*** AVAILABLE RECORDS Section Begins ***
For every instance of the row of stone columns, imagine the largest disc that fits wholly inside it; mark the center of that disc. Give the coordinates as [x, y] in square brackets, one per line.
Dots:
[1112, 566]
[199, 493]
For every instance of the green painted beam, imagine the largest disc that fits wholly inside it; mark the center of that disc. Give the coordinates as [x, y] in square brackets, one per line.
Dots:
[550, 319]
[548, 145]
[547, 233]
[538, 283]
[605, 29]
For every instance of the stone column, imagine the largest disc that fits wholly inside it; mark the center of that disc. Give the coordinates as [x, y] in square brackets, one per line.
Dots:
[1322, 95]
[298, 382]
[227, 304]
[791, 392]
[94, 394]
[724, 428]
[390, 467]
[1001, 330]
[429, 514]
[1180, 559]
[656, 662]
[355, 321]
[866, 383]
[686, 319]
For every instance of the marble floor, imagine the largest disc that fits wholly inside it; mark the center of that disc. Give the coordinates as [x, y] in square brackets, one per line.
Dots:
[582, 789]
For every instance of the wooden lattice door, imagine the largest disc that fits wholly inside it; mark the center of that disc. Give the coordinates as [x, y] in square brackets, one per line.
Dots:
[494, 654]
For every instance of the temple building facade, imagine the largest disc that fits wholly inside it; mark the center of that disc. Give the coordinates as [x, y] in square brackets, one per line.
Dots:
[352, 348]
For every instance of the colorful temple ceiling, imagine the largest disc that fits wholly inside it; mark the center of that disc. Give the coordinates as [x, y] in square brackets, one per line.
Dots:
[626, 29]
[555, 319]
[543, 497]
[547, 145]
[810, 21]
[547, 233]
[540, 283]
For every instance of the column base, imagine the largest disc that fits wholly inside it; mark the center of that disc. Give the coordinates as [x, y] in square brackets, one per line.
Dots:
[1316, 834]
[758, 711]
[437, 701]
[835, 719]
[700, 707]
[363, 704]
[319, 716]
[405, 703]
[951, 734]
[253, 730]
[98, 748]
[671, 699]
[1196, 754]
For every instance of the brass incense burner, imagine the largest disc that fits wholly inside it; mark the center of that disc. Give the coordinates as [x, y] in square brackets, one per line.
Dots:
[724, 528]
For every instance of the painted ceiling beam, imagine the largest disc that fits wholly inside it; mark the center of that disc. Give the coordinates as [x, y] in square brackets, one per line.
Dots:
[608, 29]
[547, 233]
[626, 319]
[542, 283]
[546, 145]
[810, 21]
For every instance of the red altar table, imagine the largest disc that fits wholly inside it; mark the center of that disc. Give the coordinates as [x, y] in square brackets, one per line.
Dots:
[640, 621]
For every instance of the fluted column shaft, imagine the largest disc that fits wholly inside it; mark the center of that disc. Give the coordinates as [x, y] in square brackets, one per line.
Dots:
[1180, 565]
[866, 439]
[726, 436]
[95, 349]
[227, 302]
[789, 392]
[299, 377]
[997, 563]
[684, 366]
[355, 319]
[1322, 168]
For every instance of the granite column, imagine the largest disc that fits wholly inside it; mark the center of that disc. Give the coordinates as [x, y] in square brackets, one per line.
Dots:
*** AVAILABLE RECORDS Section Ends ***
WHAT TO DO
Return each line of the entries that holds the string "temple".

EXERCISE OUTPUT
For every instance of the temple building facade, imagine the largest disc that fits wholly inside it; mark the center of that disc. Give the coordinates as [x, y] in square brackets, one per line.
For every instance of the colorful temple ceiling, imagine the largest disc that fits wholly inside it; mark the center of that disc. Give the coordinates as [x, y] in square brackets, one per line.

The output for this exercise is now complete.